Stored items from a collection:
•••
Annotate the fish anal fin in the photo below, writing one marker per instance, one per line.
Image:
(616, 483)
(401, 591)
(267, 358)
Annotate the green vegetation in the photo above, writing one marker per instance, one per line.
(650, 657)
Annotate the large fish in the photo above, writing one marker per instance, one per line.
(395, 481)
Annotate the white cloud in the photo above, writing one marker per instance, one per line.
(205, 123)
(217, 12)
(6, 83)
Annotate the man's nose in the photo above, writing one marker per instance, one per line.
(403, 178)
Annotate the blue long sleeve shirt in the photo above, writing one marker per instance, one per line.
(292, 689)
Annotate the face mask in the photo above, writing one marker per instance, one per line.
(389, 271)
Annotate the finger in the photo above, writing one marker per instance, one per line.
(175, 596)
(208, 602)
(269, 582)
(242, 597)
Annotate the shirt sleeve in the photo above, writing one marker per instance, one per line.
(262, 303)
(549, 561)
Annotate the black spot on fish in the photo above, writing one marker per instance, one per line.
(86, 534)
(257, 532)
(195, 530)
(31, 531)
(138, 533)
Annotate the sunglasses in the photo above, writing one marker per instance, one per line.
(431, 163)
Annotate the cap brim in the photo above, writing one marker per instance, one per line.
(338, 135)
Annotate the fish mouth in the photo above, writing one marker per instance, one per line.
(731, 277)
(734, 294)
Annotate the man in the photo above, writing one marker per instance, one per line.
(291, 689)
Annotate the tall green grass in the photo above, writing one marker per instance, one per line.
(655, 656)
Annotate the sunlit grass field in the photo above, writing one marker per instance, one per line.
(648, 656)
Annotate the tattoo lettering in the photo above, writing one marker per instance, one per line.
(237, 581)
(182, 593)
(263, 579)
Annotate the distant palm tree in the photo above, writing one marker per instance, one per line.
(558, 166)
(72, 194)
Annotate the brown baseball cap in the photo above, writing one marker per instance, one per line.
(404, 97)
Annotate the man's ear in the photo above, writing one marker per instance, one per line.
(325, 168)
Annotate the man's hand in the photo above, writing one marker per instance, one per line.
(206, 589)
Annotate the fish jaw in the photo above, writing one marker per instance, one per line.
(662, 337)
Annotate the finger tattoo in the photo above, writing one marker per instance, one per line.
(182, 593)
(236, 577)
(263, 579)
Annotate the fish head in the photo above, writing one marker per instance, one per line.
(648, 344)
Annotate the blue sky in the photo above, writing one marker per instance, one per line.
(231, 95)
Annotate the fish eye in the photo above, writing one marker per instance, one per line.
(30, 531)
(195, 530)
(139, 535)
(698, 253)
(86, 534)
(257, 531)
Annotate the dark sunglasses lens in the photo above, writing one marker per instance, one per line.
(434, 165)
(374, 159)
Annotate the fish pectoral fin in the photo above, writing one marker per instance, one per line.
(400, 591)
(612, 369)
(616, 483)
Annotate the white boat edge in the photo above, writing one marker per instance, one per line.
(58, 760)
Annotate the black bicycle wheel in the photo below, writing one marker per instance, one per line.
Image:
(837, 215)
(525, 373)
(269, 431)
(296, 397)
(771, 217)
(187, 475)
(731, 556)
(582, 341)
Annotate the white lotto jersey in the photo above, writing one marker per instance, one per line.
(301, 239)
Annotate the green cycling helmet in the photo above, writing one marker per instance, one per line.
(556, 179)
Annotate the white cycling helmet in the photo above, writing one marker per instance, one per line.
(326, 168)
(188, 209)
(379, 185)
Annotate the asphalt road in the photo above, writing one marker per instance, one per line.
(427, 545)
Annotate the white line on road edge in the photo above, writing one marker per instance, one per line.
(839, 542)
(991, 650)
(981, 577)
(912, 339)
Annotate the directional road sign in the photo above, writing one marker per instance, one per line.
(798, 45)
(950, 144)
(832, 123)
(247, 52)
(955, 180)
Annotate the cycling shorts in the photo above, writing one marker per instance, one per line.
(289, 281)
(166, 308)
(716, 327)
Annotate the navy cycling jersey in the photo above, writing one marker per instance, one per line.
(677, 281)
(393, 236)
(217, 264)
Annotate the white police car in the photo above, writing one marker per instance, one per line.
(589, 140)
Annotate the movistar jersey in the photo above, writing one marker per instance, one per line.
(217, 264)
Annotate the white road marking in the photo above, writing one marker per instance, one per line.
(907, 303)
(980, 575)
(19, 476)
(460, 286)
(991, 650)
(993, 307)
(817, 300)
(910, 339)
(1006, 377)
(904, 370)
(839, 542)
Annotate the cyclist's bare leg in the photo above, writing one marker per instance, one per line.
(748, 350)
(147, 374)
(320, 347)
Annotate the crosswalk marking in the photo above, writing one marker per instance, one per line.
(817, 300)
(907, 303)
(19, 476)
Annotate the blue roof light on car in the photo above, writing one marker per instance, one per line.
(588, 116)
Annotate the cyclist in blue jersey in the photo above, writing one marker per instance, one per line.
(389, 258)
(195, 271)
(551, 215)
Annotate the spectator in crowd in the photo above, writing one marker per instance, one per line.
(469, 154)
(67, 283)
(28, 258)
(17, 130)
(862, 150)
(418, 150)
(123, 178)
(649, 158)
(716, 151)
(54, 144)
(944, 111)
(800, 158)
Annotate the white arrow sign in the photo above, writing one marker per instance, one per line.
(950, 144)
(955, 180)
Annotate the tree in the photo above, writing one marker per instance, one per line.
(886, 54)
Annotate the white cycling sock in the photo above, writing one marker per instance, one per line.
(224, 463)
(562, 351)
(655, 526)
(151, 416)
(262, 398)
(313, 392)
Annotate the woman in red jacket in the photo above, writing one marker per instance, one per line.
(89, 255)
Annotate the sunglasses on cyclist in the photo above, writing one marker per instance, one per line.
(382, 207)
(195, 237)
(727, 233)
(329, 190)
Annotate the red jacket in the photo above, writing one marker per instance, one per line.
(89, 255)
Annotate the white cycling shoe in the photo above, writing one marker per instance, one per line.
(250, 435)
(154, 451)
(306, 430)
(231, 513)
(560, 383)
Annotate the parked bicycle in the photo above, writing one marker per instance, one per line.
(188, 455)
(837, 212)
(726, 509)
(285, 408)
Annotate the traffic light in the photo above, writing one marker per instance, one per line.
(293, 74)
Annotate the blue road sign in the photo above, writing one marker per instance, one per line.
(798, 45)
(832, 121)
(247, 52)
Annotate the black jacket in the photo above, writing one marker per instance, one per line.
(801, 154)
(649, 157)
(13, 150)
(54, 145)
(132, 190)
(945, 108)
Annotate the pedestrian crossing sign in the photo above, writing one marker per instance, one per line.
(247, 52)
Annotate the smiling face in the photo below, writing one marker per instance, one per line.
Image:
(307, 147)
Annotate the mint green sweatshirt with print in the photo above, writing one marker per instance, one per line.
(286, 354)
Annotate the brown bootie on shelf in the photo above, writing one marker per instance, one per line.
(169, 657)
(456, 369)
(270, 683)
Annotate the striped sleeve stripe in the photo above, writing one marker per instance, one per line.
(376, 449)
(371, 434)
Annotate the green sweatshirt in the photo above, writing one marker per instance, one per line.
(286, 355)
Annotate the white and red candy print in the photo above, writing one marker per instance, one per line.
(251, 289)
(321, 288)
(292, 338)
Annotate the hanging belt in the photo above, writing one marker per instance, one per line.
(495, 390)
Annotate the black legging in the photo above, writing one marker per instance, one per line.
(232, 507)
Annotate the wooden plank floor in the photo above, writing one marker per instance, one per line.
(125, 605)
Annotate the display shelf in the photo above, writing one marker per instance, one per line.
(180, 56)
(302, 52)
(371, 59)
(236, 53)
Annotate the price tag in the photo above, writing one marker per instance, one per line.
•••
## WORK REQUIRED
Would you return, unchanged, the lines from the one containing "Annotate the mint" through the end of the entries?

## ANSWER TO THE PROBLEM
Annotate the mint green sweatshirt with print in the photo above, writing one marker per instance, one per line.
(286, 354)
Annotate the brown bootie on shelf in the photo above, writing one marker per instance, one per line.
(169, 657)
(456, 369)
(270, 683)
Annotate the striped sleeve stripe in the photo above, writing one marker per instance, one per line.
(376, 449)
(371, 434)
Annotate the green sweatshirt in the photo above, writing one marker per instance, one per line.
(286, 355)
Annotate the white and red candy print in the photo above, writing one marker per instance, one per line.
(251, 289)
(321, 288)
(292, 338)
Annotate the hanging belt in the photo above, writing one marker per instance, one per line.
(495, 390)
Annotate the black legging in the photo above, writing one marker per instance, one per line.
(232, 507)
Annotate the wooden plank floor in the photo above, writing one marker per instance, one per line.
(125, 605)
Annotate the display shelf in the photo above, writing one marker per instance, one per line.
(180, 56)
(302, 52)
(371, 59)
(236, 53)
Annotate the price tag in the photo above, writing one marker per instance, one per line.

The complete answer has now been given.